*OBJECTIVE:* Could you transcribe the material below exactly, without leaving out a single line?

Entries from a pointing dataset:
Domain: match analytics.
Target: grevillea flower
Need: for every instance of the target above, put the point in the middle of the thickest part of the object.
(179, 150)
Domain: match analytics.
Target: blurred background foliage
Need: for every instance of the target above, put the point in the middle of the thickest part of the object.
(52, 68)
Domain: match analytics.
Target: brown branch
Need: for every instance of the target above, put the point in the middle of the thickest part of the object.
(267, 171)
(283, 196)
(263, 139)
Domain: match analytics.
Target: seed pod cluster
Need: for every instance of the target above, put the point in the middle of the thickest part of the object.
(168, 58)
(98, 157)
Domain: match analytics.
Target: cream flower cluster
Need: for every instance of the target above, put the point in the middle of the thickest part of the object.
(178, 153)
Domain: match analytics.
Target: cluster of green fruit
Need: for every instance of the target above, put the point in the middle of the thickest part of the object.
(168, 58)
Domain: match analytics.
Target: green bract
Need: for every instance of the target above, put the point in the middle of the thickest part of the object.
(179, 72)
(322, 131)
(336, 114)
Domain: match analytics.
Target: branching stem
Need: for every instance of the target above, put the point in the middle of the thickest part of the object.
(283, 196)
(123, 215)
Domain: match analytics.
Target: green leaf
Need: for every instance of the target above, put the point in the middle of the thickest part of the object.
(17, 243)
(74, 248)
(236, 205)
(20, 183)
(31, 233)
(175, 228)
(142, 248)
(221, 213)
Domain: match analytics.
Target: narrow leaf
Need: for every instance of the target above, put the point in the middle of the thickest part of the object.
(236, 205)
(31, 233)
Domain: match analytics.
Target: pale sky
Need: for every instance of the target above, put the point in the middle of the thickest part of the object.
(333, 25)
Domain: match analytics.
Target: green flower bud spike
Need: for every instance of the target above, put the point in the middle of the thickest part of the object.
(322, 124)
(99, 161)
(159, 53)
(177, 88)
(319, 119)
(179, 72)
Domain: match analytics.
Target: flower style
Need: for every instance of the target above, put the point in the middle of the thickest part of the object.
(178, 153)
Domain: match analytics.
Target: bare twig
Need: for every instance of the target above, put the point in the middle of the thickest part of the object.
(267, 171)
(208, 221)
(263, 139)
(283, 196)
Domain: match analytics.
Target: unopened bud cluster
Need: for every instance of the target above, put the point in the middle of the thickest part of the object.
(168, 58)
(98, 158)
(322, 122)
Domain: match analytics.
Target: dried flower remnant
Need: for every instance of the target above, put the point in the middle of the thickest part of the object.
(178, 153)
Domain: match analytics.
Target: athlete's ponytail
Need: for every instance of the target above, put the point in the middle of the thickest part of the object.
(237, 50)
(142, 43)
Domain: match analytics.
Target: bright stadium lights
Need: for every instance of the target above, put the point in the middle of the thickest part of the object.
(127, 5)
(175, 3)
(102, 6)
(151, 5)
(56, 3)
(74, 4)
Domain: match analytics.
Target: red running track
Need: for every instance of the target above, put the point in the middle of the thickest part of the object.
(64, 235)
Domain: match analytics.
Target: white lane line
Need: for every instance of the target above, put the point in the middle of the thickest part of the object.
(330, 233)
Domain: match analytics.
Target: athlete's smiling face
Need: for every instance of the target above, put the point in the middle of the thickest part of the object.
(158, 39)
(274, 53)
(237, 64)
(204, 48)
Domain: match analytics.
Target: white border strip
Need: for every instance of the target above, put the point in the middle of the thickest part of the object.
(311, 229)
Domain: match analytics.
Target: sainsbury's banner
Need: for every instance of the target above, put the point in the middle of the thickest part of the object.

*TASK SOLUTION:*
Domain: match analytics.
Target: grevillea flower
Need: for every instance of the target above, put the point in the middle of the thickest part of the object.
(179, 150)
Domain: match analytics.
Target: blurred background foliage
Need: for every instance of the target above, put the point in the middle of the thickest part of the object.
(52, 68)
Domain: match analytics.
Target: brown branch
Need: for every instance of the target above, put the point in the middle of the thickest part of the object.
(267, 171)
(283, 196)
(263, 139)
Domain: match analytics.
Target: seed pod cluster
Need: for every instance of the target above, put the point in the middle of the thickest part of the object.
(168, 58)
(98, 157)
Domain: match analytics.
Target: cream flower cluster
Need: for every instance of the target above, put the point in the middle of the thickest part of the object.
(178, 153)
Domain: match analytics.
Target: cluster of green fruit
Need: for every instance of the target above, put the point in the middle of the thickest part of the object.
(168, 58)
Domain: match analytics.
Target: green bract
Need: for every instance of the target above, put the point in the middle of the thickest part of the object.
(179, 72)
(322, 131)
(336, 114)
Domain: match analytics.
Target: branching stem
Need: for every instance of the target above, put the point in the middle of the thickest part of the object.
(283, 196)
(123, 215)
Domain: match analytics.
Target: green leaf
Need: for every instance of the target above, put the point in the middle of the thickest part of the object.
(17, 243)
(74, 248)
(236, 205)
(20, 183)
(31, 233)
(175, 228)
(142, 248)
(221, 213)
Domain: match analytics.
Target: narrow leaf
Need: for every instance of the target above, put the point in the middle of the thickest part of the object.
(236, 205)
(31, 233)
Domain: match analytics.
Target: pale sky
Need: for every instance of the target above, put the point in the middle of the thickest part of the object.
(333, 25)
Domain: match analytics.
Target: green flower bud spike
Need: for every instance of the target above, put the point in the middle of the thickest part of the object.
(322, 124)
(99, 161)
(159, 53)
(177, 88)
(319, 119)
(179, 72)
Domain: match analytics.
Target: flower style
Need: for every instance of the target above, put the point in the middle of the thickest part of the object.
(178, 153)
Domain: match analytics.
Target: bare twig
Need: for every instance of the target above, put the point in the middle of the thickest part of the object.
(267, 171)
(208, 221)
(263, 139)
(283, 196)
Domain: match analytics.
Target: unopened bud cluster
Need: for every instance of the target above, put the point in the middle of the thickest part of the object.
(168, 58)
(98, 158)
(322, 122)
Domain: match analytics.
Target: dried flower remnant
Need: for every instance of the target above, put the point in the middle of the thickest part of the object.
(178, 153)
Domain: match analytics.
Target: athlete's ponytail
Need: for every instance of the target above, put the point in the middle of the thickest part of the object.
(237, 50)
(142, 43)
Domain: match analytics.
Target: bright stadium lights
Need: for every instance of the target above, put the point in the middle of the thickest part of the object.
(127, 5)
(175, 3)
(102, 6)
(151, 5)
(56, 3)
(74, 4)
Domain: match analytics.
Target: red running track
Need: for every instance of the target above, put the point in the middle of the thickest part of the object.
(64, 235)
Domain: match analytics.
Target: white lane line
Need: for every instance of the target above, put the point in the middle of the thickest part of the object.
(330, 233)
Domain: match analytics.
Target: athlete's smiling face
Need: for every instance of the target above, put the point in the middle of the thickest part of the object.
(158, 39)
(274, 53)
(237, 64)
(204, 48)
Domain: match analytics.
Target: white border strip
Need: for every instance of the target above, put the point in the middle of the thickest part of the object.
(311, 229)
Domain: match analytics.
Target: sainsbury's banner
Need: for every instance of the target above, put the point in the middle of the thickest part of the object.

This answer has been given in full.